→ Text:
·····
Although Holbrooke’s carefully-worded denial of his own intemperate remarks was aimed at appeasing a furious Indian establishment, the fact is, the clarifications still haven’t found their way into the US State Department’s website in Washington DC, nor the State Department’s website in Pakistan.
In fact, the US establishment seems increasingly divided down the middle over its Af-Pak war, with Holbrooke tending to very much overlook Pakistan’s complicity, because he feels it will endanger and discourage the critical role Islamabad is playing in the war effort.
On the other hand, Delhi believes that US Secretary of State Hillary Clinton is much more circumspect about Islamabad’s intentions and much more willing to keep India in Afghanistan, in the short as well as the long term. When Kayani, followed by Pakistan Foreign Minister Shah Mehmood Qureshi, reaches Washington in the coming days, they are likely to find that it is Clinton who takes the tough calls.
·····
→ Provided records:
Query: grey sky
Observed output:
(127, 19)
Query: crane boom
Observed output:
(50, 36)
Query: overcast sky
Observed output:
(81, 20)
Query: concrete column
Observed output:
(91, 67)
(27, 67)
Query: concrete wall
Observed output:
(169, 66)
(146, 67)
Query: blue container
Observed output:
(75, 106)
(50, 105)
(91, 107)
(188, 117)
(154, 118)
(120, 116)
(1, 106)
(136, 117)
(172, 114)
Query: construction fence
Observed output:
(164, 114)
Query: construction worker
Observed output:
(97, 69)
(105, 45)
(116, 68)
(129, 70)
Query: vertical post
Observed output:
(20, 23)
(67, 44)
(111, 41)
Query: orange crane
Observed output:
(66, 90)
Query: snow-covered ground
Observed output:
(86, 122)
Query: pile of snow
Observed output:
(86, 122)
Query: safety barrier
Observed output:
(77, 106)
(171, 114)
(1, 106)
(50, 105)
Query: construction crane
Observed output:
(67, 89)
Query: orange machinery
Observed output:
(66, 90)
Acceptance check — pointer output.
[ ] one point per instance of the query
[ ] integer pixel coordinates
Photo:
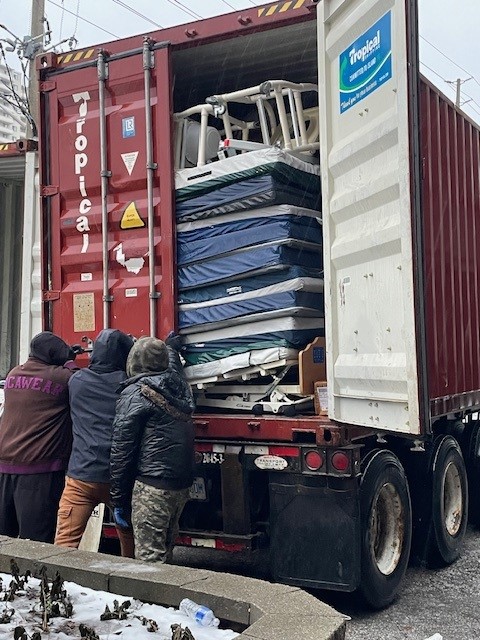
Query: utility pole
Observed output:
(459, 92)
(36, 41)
·····
→ Exercises:
**a.** Render this sentence from the text on US policy toward Pakistan and India into Spanish: "On the other hand, Delhi believes that US Secretary of State Hillary Clinton is much more circumspect about Islamabad’s intentions and much more willing to keep India in Afghanistan, in the short as well as the long term."
**b.** Pick up the text on US policy toward Pakistan and India after its final sentence and write what comes next.
None of the material is needed for this work.

→ Numbered answers:
**a.** Por otro lado, Delhi cree que la secretaria de Estado de EE. UU., Hillary Clinton, es mucho más cautelosa respecto a las intenciones de Islamabad y está mucho más dispuesta a mantener a la India en Afganistán, tanto a corto como a largo plazo.

**b.**
Clinton understands that when the US forces get out of Afghanistan, sooner rather than later, India and to a certain extent, Russia, will be the only regional players — not Pakistan, China or Iran — that the US will be able to depend upon to settle the chaos that is likely to ensue.
US Defence Secretary Robert Gates has now indicated that the US troop’ draw-down could begin even earlier than the mid-2011 deadline. With Barack Obama increasingly embroiled in the two wars that he had no part in making, Delhi’s assessment is that the “outsourcing of the Afghanistan war” has already begun in Washington’s mind.
According to Holbrooke, the time is not ripe to call Pakistan’s bluff in the Af-Pak badlands. So, when Pakistan and the US “jointly” captured Mullah Abdu Ghani Baradar in Karachi in mid-February, said to be the second most important man in the Taliban hierarchy after Mullah Omar, Holbrooke described it as a “high watermark for Pakistani and American collaboration”.
Only, it now appears that Baradar’s capture was really a cull. Having moved the top Afghan Taliban leadership, known as the “Quetta Shura” to Karachi from Quetta recently, the Pakistan Army/ISI is said to have “given up” Baradar because he was willing to experiment with Karzai’s grand plans for “reintegrating” all shades of Afghans.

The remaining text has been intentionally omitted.